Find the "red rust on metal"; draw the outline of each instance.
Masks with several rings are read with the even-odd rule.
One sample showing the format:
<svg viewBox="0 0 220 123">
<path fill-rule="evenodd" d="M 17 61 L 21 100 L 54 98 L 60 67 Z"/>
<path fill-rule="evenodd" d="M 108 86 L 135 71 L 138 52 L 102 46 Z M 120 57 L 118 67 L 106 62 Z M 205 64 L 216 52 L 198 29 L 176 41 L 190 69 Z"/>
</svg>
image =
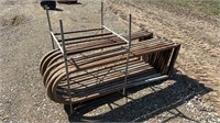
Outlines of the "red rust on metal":
<svg viewBox="0 0 220 123">
<path fill-rule="evenodd" d="M 103 29 L 92 31 L 97 30 Z M 65 34 L 70 33 L 78 32 Z M 131 35 L 127 88 L 143 85 L 146 80 L 153 80 L 152 78 L 166 78 L 173 70 L 180 45 L 152 35 L 145 31 L 134 32 Z M 128 38 L 128 35 L 123 37 Z M 51 100 L 65 104 L 69 101 L 79 103 L 123 89 L 127 67 L 125 42 L 105 33 L 69 38 L 66 48 L 72 100 L 68 97 L 61 51 L 48 52 L 40 64 L 43 82 Z"/>
</svg>

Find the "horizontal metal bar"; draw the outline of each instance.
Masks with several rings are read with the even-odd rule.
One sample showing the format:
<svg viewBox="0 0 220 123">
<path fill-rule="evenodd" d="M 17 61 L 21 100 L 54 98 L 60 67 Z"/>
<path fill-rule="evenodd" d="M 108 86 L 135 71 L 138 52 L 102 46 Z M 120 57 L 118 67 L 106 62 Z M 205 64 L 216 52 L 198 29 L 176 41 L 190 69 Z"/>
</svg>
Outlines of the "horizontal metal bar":
<svg viewBox="0 0 220 123">
<path fill-rule="evenodd" d="M 58 48 L 61 49 L 62 54 L 64 54 L 64 51 L 63 51 L 61 44 L 58 43 L 56 36 L 54 35 L 54 33 L 52 31 L 50 31 L 50 33 L 51 33 L 52 37 L 54 38 L 55 43 L 57 44 Z"/>
<path fill-rule="evenodd" d="M 73 32 L 65 32 L 64 34 L 72 34 L 72 33 L 82 33 L 82 32 L 89 32 L 89 31 L 99 31 L 105 30 L 103 27 L 100 29 L 89 29 L 89 30 L 82 30 L 82 31 L 73 31 Z M 55 33 L 54 35 L 61 35 L 62 33 Z"/>
<path fill-rule="evenodd" d="M 103 34 L 95 34 L 95 35 L 79 36 L 79 37 L 73 37 L 73 38 L 65 38 L 65 42 L 75 41 L 75 40 L 91 38 L 91 37 L 97 37 L 97 36 L 106 36 L 106 35 L 111 35 L 111 34 L 112 33 L 103 33 Z M 62 40 L 58 40 L 58 42 L 62 42 Z"/>
<path fill-rule="evenodd" d="M 113 33 L 114 35 L 117 35 L 118 37 L 120 37 L 121 40 L 123 40 L 124 42 L 129 43 L 129 41 L 127 38 L 124 38 L 123 36 L 119 35 L 118 33 L 113 32 L 112 30 L 110 30 L 109 27 L 102 25 L 106 30 L 110 31 L 111 33 Z"/>
</svg>

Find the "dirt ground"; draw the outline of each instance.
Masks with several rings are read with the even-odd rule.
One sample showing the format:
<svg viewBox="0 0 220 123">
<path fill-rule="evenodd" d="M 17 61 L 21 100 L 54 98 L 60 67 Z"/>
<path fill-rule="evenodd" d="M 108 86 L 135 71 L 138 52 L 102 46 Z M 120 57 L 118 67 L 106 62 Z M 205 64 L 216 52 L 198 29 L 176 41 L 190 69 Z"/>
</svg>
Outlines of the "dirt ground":
<svg viewBox="0 0 220 123">
<path fill-rule="evenodd" d="M 129 89 L 84 103 L 68 116 L 67 108 L 48 100 L 38 71 L 52 49 L 45 11 L 38 0 L 1 0 L 0 123 L 8 122 L 220 122 L 220 20 L 155 0 L 108 0 L 105 23 L 117 32 L 147 30 L 182 43 L 176 74 L 161 85 Z M 100 26 L 100 0 L 58 4 L 51 11 L 53 30 Z"/>
</svg>

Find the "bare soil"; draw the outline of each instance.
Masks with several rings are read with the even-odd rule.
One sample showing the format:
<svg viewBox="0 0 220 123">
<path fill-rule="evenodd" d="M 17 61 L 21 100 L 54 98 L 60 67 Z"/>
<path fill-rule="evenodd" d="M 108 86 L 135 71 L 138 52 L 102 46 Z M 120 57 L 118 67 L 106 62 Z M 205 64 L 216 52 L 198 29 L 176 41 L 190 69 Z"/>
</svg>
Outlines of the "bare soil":
<svg viewBox="0 0 220 123">
<path fill-rule="evenodd" d="M 54 32 L 100 26 L 100 0 L 58 4 L 50 11 Z M 170 80 L 113 93 L 81 104 L 74 115 L 48 100 L 38 72 L 52 49 L 38 0 L 0 1 L 0 123 L 8 122 L 220 122 L 220 20 L 155 0 L 108 0 L 105 23 L 117 32 L 147 30 L 182 43 Z"/>
</svg>

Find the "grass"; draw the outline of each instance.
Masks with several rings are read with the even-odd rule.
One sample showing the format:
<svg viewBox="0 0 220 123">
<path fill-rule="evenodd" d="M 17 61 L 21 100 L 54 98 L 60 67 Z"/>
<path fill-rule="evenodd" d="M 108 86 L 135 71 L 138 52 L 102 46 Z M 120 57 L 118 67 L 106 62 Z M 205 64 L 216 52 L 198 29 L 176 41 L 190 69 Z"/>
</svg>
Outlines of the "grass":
################
Exercise: Reproduce every line of the material precisely, omitting its pictures.

Written answer:
Find the "red rust on metal"; draw the outline of each instance.
Masks with several rings are read with the even-odd rule.
One sample showing the format:
<svg viewBox="0 0 220 123">
<path fill-rule="evenodd" d="M 17 61 L 21 100 L 54 98 L 60 67 Z"/>
<path fill-rule="evenodd" d="M 108 86 L 135 71 L 138 52 L 102 46 Z M 120 57 L 118 67 L 106 62 Z M 205 64 L 216 52 L 198 29 L 176 41 L 190 69 Z"/>
</svg>
image =
Outlines of the "red rust on metal":
<svg viewBox="0 0 220 123">
<path fill-rule="evenodd" d="M 103 29 L 92 31 L 97 30 Z M 65 34 L 70 33 L 78 32 Z M 131 35 L 127 88 L 143 85 L 146 80 L 153 80 L 152 78 L 166 78 L 173 70 L 180 45 L 152 35 L 145 31 L 134 32 Z M 128 38 L 128 35 L 123 37 Z M 51 100 L 65 104 L 69 101 L 79 103 L 123 89 L 127 67 L 125 42 L 105 33 L 69 38 L 66 48 L 72 100 L 68 97 L 61 51 L 48 52 L 40 64 L 43 82 Z"/>
</svg>

Find the "horizontal metal bar"; draw the outline of each instance.
Masks with several rings are read with the even-odd rule.
One sample showing the format:
<svg viewBox="0 0 220 123">
<path fill-rule="evenodd" d="M 17 61 L 21 100 L 54 98 L 60 67 Z"/>
<path fill-rule="evenodd" d="M 108 86 L 135 71 L 138 52 L 102 46 Z M 120 57 L 118 67 L 106 62 Z M 205 64 L 216 52 L 198 29 L 176 41 L 190 69 Z"/>
</svg>
Outlines of the "horizontal metal bar":
<svg viewBox="0 0 220 123">
<path fill-rule="evenodd" d="M 58 48 L 61 49 L 62 54 L 64 54 L 64 51 L 63 51 L 61 44 L 58 43 L 56 36 L 54 35 L 54 33 L 52 31 L 50 31 L 50 33 L 51 33 L 52 37 L 54 38 L 55 43 L 57 44 Z"/>
<path fill-rule="evenodd" d="M 73 32 L 65 32 L 64 34 L 72 34 L 72 33 L 82 33 L 82 32 L 89 32 L 89 31 L 99 31 L 105 30 L 103 27 L 100 29 L 89 29 L 89 30 L 82 30 L 82 31 L 73 31 Z M 55 33 L 54 35 L 61 35 L 62 33 Z"/>
<path fill-rule="evenodd" d="M 103 34 L 95 34 L 95 35 L 79 36 L 79 37 L 73 37 L 73 38 L 65 38 L 65 42 L 75 41 L 75 40 L 91 38 L 91 37 L 97 37 L 97 36 L 106 36 L 106 35 L 111 35 L 111 34 L 112 33 L 103 33 Z M 62 40 L 58 40 L 58 42 L 62 42 Z"/>
<path fill-rule="evenodd" d="M 113 33 L 114 35 L 117 35 L 118 37 L 120 37 L 121 40 L 123 40 L 124 42 L 129 43 L 129 41 L 127 38 L 124 38 L 123 36 L 119 35 L 118 33 L 113 32 L 112 30 L 110 30 L 109 27 L 102 25 L 106 30 L 110 31 L 111 33 Z"/>
</svg>

Find the "dirt ground"; draw the outline of each instance.
Masks with several rings are read with the even-odd rule.
One sample showing the format:
<svg viewBox="0 0 220 123">
<path fill-rule="evenodd" d="M 17 61 L 21 100 L 54 98 L 60 67 Z"/>
<path fill-rule="evenodd" d="M 108 86 L 135 71 L 138 52 L 102 46 Z M 120 57 L 118 67 L 106 62 Z M 205 64 L 216 52 L 198 29 L 176 41 L 190 69 Z"/>
</svg>
Outlines of the "dirt ground":
<svg viewBox="0 0 220 123">
<path fill-rule="evenodd" d="M 129 89 L 84 103 L 68 116 L 67 108 L 48 100 L 38 71 L 52 49 L 45 11 L 38 0 L 1 0 L 0 123 L 8 122 L 220 122 L 220 20 L 155 0 L 108 0 L 105 23 L 117 32 L 147 30 L 182 43 L 176 74 L 161 85 Z M 100 26 L 100 0 L 58 4 L 51 11 L 53 30 Z"/>
</svg>

Find the "bare soil"; draw the outline of each instance.
Masks with several rings are read with the even-odd rule.
One sample showing the format:
<svg viewBox="0 0 220 123">
<path fill-rule="evenodd" d="M 17 61 L 21 100 L 54 98 L 60 67 Z"/>
<path fill-rule="evenodd" d="M 108 86 L 135 71 L 138 52 L 102 46 Z M 120 57 L 118 67 L 106 62 Z M 205 64 L 216 52 L 198 29 L 176 41 L 190 69 Z"/>
</svg>
Outlines of the "bare soil":
<svg viewBox="0 0 220 123">
<path fill-rule="evenodd" d="M 54 32 L 100 26 L 100 0 L 58 4 L 50 11 Z M 170 80 L 113 93 L 81 104 L 74 115 L 48 100 L 38 72 L 52 49 L 38 0 L 0 1 L 0 123 L 8 122 L 220 122 L 220 20 L 155 0 L 108 0 L 105 23 L 117 32 L 147 30 L 182 43 Z"/>
</svg>

Find the "grass"; draw the outline of each instance.
Masks with several rings are read with the even-odd rule.
One sample showing the format:
<svg viewBox="0 0 220 123">
<path fill-rule="evenodd" d="M 17 61 L 21 100 L 54 98 L 60 67 Z"/>
<path fill-rule="evenodd" d="M 108 86 L 135 71 L 138 52 L 102 46 Z M 120 57 L 118 67 L 106 62 Z M 205 64 L 216 52 L 198 29 L 176 41 L 190 69 Z"/>
</svg>
Outlines of the "grass":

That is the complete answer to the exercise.